-------- Input

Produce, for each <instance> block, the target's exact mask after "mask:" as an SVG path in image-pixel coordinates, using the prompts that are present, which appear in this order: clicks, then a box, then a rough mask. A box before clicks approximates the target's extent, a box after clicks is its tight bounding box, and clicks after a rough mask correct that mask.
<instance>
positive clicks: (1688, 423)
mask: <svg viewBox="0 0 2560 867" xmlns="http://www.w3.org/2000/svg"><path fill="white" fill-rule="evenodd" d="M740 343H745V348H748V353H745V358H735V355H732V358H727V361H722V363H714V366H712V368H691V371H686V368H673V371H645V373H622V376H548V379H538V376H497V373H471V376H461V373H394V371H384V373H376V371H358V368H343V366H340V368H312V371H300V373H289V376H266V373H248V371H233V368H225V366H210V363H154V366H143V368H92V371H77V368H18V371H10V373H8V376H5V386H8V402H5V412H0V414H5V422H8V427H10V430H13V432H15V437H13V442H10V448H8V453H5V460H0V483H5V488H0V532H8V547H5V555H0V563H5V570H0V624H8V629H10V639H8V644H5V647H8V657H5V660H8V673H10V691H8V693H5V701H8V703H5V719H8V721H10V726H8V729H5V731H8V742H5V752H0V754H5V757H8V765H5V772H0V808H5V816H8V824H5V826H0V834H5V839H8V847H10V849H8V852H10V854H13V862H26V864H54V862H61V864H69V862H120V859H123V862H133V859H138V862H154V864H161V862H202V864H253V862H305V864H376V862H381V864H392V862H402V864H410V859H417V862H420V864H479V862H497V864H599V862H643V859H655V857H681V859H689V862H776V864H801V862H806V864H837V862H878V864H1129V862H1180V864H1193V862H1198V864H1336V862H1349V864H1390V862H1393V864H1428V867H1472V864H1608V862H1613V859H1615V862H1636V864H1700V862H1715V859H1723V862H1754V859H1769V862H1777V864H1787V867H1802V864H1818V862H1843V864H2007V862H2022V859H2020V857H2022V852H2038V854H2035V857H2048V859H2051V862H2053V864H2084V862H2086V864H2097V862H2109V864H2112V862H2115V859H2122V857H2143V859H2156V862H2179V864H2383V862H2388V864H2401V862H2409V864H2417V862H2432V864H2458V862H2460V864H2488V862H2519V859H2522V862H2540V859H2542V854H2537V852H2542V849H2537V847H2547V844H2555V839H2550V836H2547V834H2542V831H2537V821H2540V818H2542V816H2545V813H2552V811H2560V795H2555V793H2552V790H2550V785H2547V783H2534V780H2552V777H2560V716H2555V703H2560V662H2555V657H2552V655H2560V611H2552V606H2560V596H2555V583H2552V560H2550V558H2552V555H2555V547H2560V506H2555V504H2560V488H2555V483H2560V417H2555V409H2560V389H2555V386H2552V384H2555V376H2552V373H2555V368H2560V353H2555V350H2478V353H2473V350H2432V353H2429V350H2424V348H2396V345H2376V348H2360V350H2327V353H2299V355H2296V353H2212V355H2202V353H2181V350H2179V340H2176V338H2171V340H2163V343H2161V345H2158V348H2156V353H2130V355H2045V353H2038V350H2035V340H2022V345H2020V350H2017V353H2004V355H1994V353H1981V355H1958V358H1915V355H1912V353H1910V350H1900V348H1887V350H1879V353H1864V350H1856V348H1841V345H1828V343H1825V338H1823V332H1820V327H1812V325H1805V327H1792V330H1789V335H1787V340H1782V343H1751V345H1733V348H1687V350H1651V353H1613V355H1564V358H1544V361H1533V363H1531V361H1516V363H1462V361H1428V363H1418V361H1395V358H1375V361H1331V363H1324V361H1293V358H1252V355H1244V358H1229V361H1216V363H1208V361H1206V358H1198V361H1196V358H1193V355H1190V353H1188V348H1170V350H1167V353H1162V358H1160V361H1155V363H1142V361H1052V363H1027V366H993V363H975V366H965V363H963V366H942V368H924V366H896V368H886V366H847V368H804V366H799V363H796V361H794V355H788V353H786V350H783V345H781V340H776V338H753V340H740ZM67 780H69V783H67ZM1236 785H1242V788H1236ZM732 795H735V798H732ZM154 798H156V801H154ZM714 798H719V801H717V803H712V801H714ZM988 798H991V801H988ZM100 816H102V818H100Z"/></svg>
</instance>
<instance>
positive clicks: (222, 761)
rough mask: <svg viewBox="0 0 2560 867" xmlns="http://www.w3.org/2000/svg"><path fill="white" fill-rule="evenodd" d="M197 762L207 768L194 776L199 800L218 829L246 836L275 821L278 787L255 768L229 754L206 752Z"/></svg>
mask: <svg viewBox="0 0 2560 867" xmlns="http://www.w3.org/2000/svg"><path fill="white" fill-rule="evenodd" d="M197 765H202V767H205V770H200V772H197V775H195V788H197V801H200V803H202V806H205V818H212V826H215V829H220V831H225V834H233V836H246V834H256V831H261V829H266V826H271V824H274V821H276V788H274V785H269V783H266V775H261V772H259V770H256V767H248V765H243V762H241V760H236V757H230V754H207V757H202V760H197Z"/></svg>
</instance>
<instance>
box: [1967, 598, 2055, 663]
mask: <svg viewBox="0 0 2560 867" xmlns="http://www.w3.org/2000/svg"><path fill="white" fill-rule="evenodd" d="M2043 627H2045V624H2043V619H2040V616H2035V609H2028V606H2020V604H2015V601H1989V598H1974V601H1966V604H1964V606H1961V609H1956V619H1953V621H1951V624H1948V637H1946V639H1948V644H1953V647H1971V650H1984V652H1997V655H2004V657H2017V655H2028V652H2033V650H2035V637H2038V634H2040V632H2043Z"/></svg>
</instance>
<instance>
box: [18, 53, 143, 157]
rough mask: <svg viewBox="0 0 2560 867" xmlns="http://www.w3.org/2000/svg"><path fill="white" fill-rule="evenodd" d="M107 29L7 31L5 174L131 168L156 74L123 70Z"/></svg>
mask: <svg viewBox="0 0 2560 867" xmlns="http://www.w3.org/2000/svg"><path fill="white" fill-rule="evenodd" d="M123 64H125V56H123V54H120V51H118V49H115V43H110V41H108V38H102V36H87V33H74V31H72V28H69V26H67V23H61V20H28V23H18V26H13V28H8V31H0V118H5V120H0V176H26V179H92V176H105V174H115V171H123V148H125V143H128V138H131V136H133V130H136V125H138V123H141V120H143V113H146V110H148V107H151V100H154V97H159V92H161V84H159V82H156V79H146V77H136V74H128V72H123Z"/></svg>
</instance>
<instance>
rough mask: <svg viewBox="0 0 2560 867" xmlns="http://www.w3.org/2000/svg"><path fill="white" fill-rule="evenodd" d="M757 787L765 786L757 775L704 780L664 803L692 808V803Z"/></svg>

----------------

Your assignment:
Line by line, repeat the data exactly.

Solution to this task:
Produce, for each <instance> block, the target's exact mask after "mask:" as an SVG path in image-pixel coordinates, using the prompts that are present, which appear in this order: clicks, then a box, then a rough mask. A box before clicks approximates the target's extent, a box after clicks is its tight bounding box, and clicks after a rough mask correct that mask.
<instance>
positive clicks: (1688, 423)
mask: <svg viewBox="0 0 2560 867" xmlns="http://www.w3.org/2000/svg"><path fill="white" fill-rule="evenodd" d="M740 343H745V348H748V353H745V358H735V355H732V358H727V361H722V363H714V366H712V368H691V371H686V368H673V371H645V373H622V376H548V379H538V376H497V373H471V376H461V373H394V371H384V373H376V371H358V368H343V366H340V368H312V371H300V373H289V376H266V373H248V371H233V368H225V366H210V363H154V366H143V368H92V371H77V368H18V371H10V373H8V376H5V386H8V402H5V412H0V414H5V422H8V427H10V430H13V432H15V437H13V442H10V448H8V453H5V460H0V483H5V488H0V532H8V547H5V555H0V563H5V570H0V624H8V629H10V639H8V644H5V647H8V657H5V660H8V673H10V691H8V693H5V701H8V703H5V719H8V721H10V726H8V729H5V731H8V742H5V752H0V754H5V757H8V765H5V772H0V808H5V816H8V824H5V826H0V834H5V839H8V847H10V849H8V852H10V854H13V862H26V864H54V862H61V864H69V862H120V859H123V862H133V859H138V862H154V864H161V862H202V864H253V862H305V864H376V862H381V864H392V862H402V864H410V859H417V862H420V864H479V862H497V864H599V862H643V859H655V857H681V859H689V862H776V864H801V862H806V864H837V862H878V864H1129V862H1180V864H1193V862H1198V864H1336V862H1349V864H1390V862H1393V864H1428V867H1472V864H1608V862H1613V859H1615V862H1636V864H1700V862H1715V859H1723V862H1754V859H1769V862H1777V864H1787V867H1802V864H1818V862H1843V864H2007V862H2022V859H2020V857H2022V852H2038V854H2035V857H2048V859H2051V862H2053V864H2084V862H2086V864H2097V862H2109V864H2112V862H2115V859H2122V857H2143V859H2156V862H2179V864H2383V862H2388V864H2401V862H2409V864H2417V862H2432V864H2458V862H2460V864H2488V862H2519V859H2522V862H2540V859H2542V854H2537V852H2542V849H2537V847H2547V844H2555V839H2550V836H2547V834H2542V831H2537V821H2540V818H2542V816H2545V813H2552V811H2560V795H2555V793H2552V790H2550V785H2547V783H2534V780H2552V777H2560V716H2555V703H2560V662H2555V657H2552V655H2560V611H2552V606H2560V596H2555V583H2552V560H2550V558H2552V555H2555V547H2560V506H2555V504H2560V488H2555V483H2560V417H2555V409H2560V389H2555V386H2552V384H2555V376H2552V373H2555V368H2560V353H2555V350H2478V353H2473V350H2432V353H2429V350H2424V348H2396V345H2376V348H2360V350H2327V353H2299V355H2296V353H2212V355H2202V353H2181V350H2179V340H2176V338H2171V340H2163V343H2161V345H2158V348H2156V353H2130V355H2045V353H2038V350H2035V340H2022V345H2020V350H2017V353H2004V355H1994V353H1981V355H1958V358H1915V355H1912V353H1910V350H1900V348H1887V350H1879V353H1864V350H1856V348H1841V345H1828V343H1825V338H1823V332H1820V327H1812V325H1805V327H1792V330H1789V335H1787V340H1782V343H1751V345H1733V348H1687V350H1651V353H1613V355H1564V358H1544V361H1533V363H1531V361H1516V363H1462V361H1428V363H1418V361H1395V358H1375V361H1331V363H1324V361H1293V358H1252V355H1244V358H1229V361H1216V363H1208V361H1206V358H1198V361H1196V358H1193V355H1190V353H1188V348H1170V350H1167V353H1162V358H1160V361H1155V363H1142V361H1052V363H1027V366H993V363H975V366H965V363H963V366H942V368H924V366H896V368H886V366H847V368H804V366H799V363H796V361H794V355H788V353H786V350H783V345H781V340H776V338H753V340H740ZM67 780H69V783H67ZM1236 785H1242V788H1236ZM732 795H735V798H732ZM154 798H156V801H154ZM714 798H719V801H717V803H712V801H714ZM988 798H991V801H988ZM100 816H102V818H100Z"/></svg>
</instance>
<instance>
positive clicks: (222, 761)
rough mask: <svg viewBox="0 0 2560 867" xmlns="http://www.w3.org/2000/svg"><path fill="white" fill-rule="evenodd" d="M197 762L207 768L194 776L199 800L218 829L246 836L275 821L278 787L255 768L229 754L206 752Z"/></svg>
mask: <svg viewBox="0 0 2560 867" xmlns="http://www.w3.org/2000/svg"><path fill="white" fill-rule="evenodd" d="M197 765H202V767H205V770H200V772H197V775H195V788H197V801H200V803H202V806H205V818H212V826H215V829H220V831H225V834H233V836H246V834H256V831H261V829H266V826H271V824H274V821H276V788H274V785H269V783H266V775H261V772H259V770H256V767H248V765H243V762H241V760H236V757H230V754H207V757H202V760H197Z"/></svg>
</instance>
<instance>
box: [1967, 598, 2055, 663]
mask: <svg viewBox="0 0 2560 867" xmlns="http://www.w3.org/2000/svg"><path fill="white" fill-rule="evenodd" d="M2043 627H2045V624H2043V619H2040V616H2035V609H2028V606H2020V604H2015V601H1989V598H1974V601H1966V604H1964V606H1961V609H1956V619H1953V621H1951V624H1948V637H1946V639H1948V644H1953V647H1971V650H1984V652H1997V655H2004V657H2017V655H2028V652H2033V650H2035V637H2038V634H2040V632H2043Z"/></svg>
</instance>
<instance>
box: [18, 53, 143, 157]
rough mask: <svg viewBox="0 0 2560 867" xmlns="http://www.w3.org/2000/svg"><path fill="white" fill-rule="evenodd" d="M107 29L7 31L5 174L131 168L156 74L123 70Z"/></svg>
mask: <svg viewBox="0 0 2560 867" xmlns="http://www.w3.org/2000/svg"><path fill="white" fill-rule="evenodd" d="M123 64H125V56H123V54H120V51H118V49H115V43H110V41H108V38H102V36H87V33H74V31H72V28H69V26H67V23H61V20H28V23H18V26H13V28H8V31H0V118H5V120H0V176H26V179H92V176H105V174H115V171H123V148H125V143H128V138H131V136H133V130H136V125H138V123H141V120H143V113H146V110H148V107H151V100H154V97H159V92H161V84H159V82H156V79H146V77H136V74H128V72H123Z"/></svg>
</instance>
<instance>
rough mask: <svg viewBox="0 0 2560 867" xmlns="http://www.w3.org/2000/svg"><path fill="white" fill-rule="evenodd" d="M757 787L765 786L757 775L704 780L664 803L692 808V803Z"/></svg>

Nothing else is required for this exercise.